In the following, I am assuming that $\nabla f$ is used to denote the gradient of a functional (function taking values in $\mathbb{R}$). (This is also a lot more long winded than originally intended!)

In $\mathbb{R}^n$ the difference between the derivative and the gradient for a functional are often blurred, which leads to confusion.

The distinction is blurred because, to some extent, the differences can be viewed as different conventions (a row vector vs. a column vector). The distinction becomes more important in non Hilbert spaces.

In terms of derivatives, we have $D h(y) = D f(g(y)) D g(y) = Df(x_0+Py) P$. (Note that $Dg(y) = P$ since $g$ is linear).

Note that for any linear functional $\phi: \mathbb{R}^n \to \mathbb{R}$, there is a unique element $w \in \mathbb{R}^n$ such that $\phi(x) = w^T x$.

The derivative $Df(x)$ is a linear functional, so there is a unique element so it can be written as above, we use the notation $\nabla f(x)$ (the gradient) to denote this unique element.

That is, $Df(x)h = \nabla f(x)^T h$.

Now we want to compute $\nabla h(y)$.

Note that $D h(y) \eta = Df(x_0+Py) P \eta = \nabla f(x_0+Py)^T P\eta$, so we can write $Dh(y)\eta = (P^T \nabla f(x_0+Py))^T \eta$ (note the transpose on $P$) so we have $\nabla h(y) = P^T \nabla f(x_0+Py)$.

Personally, I use the gradient representation when dealing with things from a geometric perspective, but generally use the derivative when computing.

Answer 2

It seems that $g$ is given by $$g:\quad {\mathbb R}^n\to{\mathbb R}^n,\qquad y\mapsto g(y)=a+P.y$$ for a certain $a\in{\mathbb R}^n$ and a linear $P$. Then $h$ is defined by $$h(y):=f\bigl(g(y)\bigr)\ .$$ The chain rule says that $$dh(y)=df\bigl(g(y)\bigr)\circ dg(y)\ .\tag{1}$$ Now $$dg(y)=P\quad\forall\>y,\qquad{\rm and}\qquad df(x).X=\langle \nabla f(x),X\rangle\quad\forall X\ .$$ Plugging this into $(1)$ we obtain $$\langle\nabla h(y),Y\rangle=dh(y).Y=df\bigl(g(y)\bigr).\bigl(dg(y).Y\bigr)=\langle\nabla f\bigl(g(y)\bigr),PY\rangle=\langle P^\top\nabla f\bigr(g(y)\bigr),Y\rangle\ .$$ Since this is true for all $Y\in T_y$ we conclude that $$\nabla h(y)=P^\top\nabla f\bigl(g(y)\bigr)\ .$$

━━━

TASKS AND EXERCISES:
[A] Rewrite the gradient discussion between "In the following, I" and "non Hilbert spaces.", inclusive, putting "obscured" in place of "blurred".
[B] Answer these questions from the gradient discussion:
(i) In what kind of spaces does the distinction between derivative and gradient become more important?
(ii) What notation is used to denote the unique element that represents the derivative $Df(x)$?
(iii) Which of the two does the first answer's writer generally use when computing?
The material that comes next has no connection to the gradient discussion.

━━━

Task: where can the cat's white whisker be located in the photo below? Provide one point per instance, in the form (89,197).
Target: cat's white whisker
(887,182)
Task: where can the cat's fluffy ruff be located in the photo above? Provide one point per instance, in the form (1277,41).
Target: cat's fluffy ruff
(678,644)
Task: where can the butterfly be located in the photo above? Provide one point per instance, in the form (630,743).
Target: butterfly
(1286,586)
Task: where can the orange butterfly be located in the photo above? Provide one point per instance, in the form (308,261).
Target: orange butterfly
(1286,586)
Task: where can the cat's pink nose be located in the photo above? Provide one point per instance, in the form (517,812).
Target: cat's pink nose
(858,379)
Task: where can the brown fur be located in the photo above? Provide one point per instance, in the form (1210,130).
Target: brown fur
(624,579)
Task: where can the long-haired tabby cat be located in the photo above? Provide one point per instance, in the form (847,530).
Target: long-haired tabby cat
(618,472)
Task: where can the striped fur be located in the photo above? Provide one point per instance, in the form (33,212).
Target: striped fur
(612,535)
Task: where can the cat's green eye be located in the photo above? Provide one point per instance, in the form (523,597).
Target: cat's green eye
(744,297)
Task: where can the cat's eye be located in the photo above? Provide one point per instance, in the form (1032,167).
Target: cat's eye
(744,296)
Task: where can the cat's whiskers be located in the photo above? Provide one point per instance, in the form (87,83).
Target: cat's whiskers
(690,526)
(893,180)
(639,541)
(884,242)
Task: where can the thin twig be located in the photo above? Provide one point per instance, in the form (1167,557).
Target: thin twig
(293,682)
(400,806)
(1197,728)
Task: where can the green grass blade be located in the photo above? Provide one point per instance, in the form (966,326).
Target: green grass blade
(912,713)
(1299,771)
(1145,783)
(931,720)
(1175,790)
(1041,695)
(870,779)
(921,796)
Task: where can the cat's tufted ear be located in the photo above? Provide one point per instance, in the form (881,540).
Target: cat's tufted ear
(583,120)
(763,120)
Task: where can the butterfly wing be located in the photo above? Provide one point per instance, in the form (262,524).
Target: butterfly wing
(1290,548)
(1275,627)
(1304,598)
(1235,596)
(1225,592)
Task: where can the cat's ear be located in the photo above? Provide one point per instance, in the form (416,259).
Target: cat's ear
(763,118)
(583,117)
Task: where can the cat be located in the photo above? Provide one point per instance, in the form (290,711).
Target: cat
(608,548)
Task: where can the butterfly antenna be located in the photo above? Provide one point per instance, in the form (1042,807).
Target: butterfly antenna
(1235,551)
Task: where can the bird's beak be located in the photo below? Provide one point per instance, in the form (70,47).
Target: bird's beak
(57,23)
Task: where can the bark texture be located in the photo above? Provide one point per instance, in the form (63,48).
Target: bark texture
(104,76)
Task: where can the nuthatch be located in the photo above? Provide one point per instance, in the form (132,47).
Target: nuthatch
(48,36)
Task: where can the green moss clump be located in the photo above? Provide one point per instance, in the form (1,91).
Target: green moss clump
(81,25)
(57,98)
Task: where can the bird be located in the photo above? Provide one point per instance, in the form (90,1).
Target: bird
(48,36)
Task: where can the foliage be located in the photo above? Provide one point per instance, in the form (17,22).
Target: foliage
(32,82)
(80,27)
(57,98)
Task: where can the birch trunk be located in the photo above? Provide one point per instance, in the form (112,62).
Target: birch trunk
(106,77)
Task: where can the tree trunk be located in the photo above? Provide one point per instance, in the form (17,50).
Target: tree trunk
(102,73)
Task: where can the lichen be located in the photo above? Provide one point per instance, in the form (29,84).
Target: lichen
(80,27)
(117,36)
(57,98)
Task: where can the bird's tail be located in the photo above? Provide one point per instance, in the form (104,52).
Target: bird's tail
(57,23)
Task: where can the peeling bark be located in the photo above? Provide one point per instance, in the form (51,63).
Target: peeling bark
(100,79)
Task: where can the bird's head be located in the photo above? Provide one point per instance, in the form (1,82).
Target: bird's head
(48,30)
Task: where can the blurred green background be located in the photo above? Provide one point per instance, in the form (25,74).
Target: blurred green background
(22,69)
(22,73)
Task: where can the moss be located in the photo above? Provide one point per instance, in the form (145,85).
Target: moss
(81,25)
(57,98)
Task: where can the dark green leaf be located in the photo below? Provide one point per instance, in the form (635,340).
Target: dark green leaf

━━━

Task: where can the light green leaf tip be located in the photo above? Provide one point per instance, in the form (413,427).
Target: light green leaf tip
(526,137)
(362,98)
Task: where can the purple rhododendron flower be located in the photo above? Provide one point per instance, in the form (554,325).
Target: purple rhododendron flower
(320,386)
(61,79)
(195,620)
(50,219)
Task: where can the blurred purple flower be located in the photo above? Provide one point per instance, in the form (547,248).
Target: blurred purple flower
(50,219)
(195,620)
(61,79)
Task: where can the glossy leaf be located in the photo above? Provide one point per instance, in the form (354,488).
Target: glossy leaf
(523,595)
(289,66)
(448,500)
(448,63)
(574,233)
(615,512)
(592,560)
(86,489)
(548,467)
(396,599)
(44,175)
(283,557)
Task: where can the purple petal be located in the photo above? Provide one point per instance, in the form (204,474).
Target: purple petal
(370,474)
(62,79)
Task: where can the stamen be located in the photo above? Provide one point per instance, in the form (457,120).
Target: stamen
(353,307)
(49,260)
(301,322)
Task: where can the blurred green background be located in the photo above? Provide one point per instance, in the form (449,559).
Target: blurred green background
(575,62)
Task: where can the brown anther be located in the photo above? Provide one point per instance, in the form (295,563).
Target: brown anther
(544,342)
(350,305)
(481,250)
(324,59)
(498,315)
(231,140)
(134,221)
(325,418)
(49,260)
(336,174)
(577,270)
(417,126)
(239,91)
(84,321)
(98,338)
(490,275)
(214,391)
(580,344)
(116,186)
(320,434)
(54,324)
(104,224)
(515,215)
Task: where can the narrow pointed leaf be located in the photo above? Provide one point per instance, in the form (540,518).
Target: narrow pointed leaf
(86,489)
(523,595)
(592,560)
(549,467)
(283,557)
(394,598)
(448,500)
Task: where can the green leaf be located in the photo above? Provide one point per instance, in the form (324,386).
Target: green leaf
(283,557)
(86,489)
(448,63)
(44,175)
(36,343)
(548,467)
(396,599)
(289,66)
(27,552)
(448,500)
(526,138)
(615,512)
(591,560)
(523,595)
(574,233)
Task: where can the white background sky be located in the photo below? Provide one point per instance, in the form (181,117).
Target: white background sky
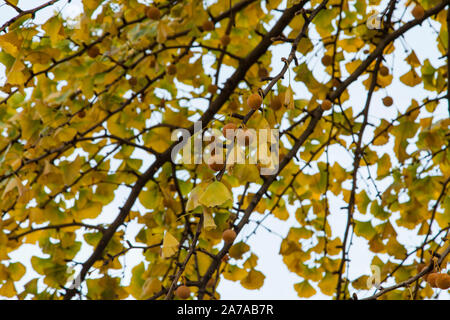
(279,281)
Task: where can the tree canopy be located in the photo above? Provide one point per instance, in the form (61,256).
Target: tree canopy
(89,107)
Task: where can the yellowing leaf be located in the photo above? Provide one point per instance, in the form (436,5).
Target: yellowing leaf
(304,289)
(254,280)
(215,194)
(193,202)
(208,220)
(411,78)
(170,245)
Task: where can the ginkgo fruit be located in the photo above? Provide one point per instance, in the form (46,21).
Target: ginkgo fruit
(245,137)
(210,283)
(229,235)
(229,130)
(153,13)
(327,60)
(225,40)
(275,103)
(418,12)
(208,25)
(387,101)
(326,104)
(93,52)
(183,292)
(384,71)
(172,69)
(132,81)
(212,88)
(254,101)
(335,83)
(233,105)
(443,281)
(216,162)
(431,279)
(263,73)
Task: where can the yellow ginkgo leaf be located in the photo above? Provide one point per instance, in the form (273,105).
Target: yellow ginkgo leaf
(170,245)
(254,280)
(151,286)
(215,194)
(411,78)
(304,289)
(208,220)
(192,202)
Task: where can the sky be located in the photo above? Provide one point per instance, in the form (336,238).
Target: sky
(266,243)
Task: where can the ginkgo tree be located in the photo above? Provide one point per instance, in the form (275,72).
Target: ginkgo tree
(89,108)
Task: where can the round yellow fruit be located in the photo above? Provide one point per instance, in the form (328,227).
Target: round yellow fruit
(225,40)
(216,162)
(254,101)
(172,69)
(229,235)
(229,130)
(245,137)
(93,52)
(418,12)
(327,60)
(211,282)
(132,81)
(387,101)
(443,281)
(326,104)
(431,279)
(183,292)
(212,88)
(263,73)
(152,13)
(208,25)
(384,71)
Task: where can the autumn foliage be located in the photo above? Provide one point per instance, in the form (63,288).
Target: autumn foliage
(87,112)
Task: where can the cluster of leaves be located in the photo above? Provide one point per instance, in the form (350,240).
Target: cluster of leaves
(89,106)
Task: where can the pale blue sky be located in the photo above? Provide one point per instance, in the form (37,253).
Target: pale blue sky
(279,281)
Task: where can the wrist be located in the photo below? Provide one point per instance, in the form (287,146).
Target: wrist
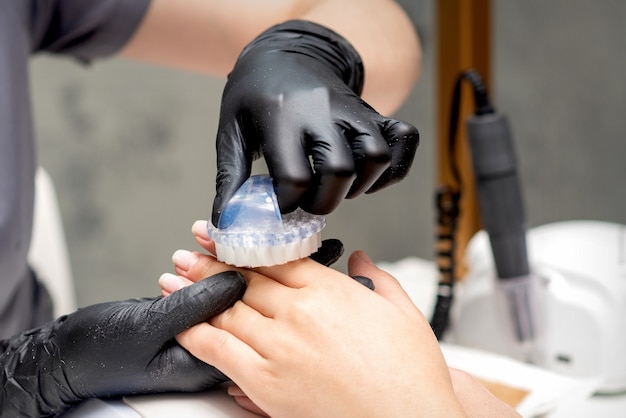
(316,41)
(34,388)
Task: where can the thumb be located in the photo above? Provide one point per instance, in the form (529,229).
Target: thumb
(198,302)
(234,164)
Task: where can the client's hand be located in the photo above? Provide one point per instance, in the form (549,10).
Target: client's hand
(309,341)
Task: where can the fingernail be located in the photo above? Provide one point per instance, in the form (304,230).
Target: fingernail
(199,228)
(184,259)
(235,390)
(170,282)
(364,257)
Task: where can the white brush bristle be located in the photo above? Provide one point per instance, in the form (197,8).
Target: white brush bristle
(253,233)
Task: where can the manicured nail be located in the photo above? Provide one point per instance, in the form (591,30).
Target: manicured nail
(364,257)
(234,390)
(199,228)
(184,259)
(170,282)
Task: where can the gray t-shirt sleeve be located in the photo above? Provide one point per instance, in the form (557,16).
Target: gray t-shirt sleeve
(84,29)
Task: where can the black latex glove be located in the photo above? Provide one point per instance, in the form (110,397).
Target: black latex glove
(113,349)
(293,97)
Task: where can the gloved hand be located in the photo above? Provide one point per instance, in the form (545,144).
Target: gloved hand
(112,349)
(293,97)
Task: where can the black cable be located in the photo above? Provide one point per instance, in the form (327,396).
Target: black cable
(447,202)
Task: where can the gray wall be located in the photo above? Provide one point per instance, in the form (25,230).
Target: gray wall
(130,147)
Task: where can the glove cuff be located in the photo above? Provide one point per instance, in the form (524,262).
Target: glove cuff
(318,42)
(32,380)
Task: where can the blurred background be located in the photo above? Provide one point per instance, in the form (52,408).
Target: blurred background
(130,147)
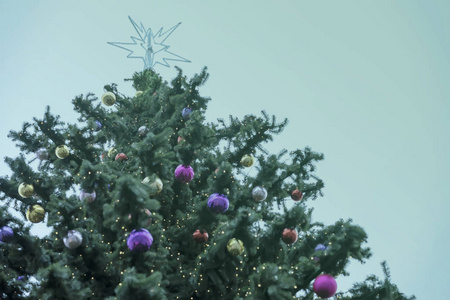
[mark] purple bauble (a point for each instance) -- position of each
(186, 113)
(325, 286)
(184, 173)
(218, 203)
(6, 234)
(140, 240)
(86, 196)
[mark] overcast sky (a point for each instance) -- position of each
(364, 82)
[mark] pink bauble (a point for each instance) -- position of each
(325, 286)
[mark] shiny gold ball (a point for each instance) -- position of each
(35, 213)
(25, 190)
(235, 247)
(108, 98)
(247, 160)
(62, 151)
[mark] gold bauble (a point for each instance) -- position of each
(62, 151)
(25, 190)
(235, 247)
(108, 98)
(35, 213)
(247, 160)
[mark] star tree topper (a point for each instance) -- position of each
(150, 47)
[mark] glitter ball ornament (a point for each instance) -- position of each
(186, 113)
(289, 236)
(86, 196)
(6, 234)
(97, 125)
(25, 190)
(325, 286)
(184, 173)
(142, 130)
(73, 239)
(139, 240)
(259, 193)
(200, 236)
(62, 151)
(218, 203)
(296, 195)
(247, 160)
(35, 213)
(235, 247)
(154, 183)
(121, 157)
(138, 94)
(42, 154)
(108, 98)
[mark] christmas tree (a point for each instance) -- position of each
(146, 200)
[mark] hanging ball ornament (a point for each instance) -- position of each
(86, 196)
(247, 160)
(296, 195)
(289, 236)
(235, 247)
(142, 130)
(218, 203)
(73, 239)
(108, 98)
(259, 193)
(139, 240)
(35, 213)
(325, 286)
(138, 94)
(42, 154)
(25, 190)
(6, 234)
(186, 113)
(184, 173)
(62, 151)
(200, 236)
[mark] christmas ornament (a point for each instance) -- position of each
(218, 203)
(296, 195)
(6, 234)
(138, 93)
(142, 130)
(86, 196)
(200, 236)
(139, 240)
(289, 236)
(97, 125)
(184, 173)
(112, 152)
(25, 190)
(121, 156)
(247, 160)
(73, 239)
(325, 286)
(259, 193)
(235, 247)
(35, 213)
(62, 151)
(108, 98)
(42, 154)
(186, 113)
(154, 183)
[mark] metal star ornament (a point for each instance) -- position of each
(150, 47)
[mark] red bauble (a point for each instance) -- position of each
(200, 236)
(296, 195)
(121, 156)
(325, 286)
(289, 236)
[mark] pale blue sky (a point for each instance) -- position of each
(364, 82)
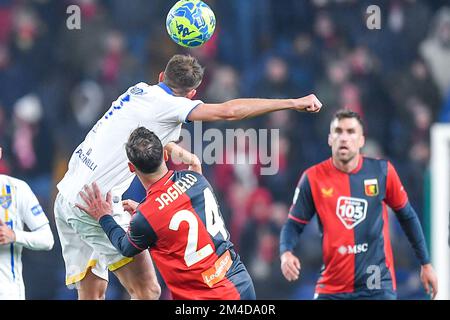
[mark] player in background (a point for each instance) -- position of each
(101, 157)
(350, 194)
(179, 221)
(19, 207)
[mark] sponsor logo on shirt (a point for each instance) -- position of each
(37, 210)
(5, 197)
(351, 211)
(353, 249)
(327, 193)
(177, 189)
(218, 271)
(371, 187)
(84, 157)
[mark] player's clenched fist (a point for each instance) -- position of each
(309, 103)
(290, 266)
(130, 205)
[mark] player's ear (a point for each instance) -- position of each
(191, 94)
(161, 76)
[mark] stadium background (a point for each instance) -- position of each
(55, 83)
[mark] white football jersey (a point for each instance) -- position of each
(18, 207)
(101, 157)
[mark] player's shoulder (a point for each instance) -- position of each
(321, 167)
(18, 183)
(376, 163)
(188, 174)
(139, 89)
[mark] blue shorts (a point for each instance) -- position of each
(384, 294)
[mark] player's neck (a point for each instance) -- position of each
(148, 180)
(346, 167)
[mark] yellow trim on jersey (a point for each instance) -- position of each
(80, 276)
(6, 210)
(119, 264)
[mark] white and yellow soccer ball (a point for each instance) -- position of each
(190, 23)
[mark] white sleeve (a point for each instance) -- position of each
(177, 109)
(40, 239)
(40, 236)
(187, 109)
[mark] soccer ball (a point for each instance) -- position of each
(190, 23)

━━━

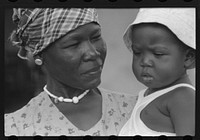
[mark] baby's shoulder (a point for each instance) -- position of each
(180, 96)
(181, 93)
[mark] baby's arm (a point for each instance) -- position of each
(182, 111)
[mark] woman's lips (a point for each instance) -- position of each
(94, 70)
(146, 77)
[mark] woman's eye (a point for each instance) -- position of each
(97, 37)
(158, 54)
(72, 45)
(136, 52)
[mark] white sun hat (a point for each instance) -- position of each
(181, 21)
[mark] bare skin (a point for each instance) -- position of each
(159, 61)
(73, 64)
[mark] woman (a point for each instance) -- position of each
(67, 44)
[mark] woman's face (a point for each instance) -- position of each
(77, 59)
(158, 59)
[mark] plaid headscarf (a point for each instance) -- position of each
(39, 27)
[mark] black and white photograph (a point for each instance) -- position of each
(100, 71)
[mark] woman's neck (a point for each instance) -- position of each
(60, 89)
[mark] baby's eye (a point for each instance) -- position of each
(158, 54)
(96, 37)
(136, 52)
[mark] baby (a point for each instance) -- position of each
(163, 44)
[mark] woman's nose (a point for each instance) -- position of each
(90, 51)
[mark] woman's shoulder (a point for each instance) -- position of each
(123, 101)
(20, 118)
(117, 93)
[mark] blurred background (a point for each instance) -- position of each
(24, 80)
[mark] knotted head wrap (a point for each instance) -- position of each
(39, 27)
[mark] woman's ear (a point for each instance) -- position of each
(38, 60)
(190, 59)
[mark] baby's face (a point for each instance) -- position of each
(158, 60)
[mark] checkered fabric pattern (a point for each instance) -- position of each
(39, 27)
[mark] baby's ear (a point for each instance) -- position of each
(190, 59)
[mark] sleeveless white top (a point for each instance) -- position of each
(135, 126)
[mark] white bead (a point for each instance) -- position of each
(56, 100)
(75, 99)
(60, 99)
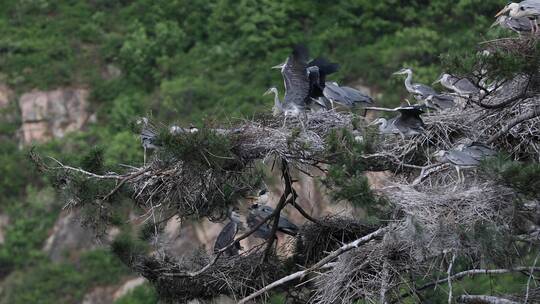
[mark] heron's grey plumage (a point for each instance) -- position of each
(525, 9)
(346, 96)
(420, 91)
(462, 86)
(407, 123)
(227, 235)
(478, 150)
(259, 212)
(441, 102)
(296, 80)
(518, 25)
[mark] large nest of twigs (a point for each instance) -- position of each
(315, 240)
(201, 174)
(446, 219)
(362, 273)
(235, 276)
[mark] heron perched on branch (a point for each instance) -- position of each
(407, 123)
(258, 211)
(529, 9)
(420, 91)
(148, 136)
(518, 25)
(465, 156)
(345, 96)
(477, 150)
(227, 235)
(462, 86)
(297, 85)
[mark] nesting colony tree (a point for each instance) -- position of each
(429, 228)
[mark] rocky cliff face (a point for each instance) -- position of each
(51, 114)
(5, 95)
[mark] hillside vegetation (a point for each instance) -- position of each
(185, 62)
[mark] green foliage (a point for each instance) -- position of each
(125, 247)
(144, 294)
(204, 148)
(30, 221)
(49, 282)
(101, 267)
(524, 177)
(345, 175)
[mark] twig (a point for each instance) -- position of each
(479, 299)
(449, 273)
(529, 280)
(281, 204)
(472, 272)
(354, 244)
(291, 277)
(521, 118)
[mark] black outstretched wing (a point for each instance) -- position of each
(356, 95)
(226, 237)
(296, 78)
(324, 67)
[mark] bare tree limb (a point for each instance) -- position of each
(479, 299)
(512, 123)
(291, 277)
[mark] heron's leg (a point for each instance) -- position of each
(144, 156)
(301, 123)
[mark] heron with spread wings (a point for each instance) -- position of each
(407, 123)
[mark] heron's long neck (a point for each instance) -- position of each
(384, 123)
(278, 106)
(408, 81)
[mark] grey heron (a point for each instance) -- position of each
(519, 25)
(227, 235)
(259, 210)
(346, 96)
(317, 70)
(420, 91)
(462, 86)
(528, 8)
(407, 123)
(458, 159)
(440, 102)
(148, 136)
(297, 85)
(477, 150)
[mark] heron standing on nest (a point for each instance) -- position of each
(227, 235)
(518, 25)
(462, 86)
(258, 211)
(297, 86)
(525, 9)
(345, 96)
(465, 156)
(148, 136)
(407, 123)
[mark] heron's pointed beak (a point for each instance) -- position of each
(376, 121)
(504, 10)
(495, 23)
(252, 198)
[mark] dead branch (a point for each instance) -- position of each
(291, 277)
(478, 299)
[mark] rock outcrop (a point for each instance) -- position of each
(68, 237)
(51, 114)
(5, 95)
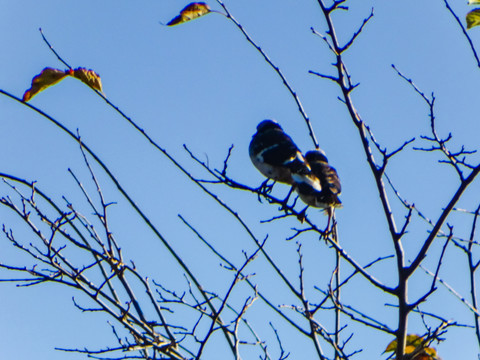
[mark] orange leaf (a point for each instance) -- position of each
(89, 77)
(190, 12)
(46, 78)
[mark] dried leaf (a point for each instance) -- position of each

━━━

THE ANSWERS:
[A]
In the following, I am assuming that $\nabla f$ is used to denote the gradient of a functional (function taking values in $\mathbb{R}$). (This is also a lot more long winded than originally intended!)

In $\mathbb{R}^n$ the difference between the derivative and the gradient for a functional are often obscured, which leads to confusion.

The distinction is obscured because, to some extent, the differences can be viewed as different conventions (a row vector vs. a column vector). The distinction becomes more important in non Hilbert spaces.

[B]
(i) Non Hilbert spaces.
(ii) $\nabla f(x)$, the gradient.
(iii) The derivative.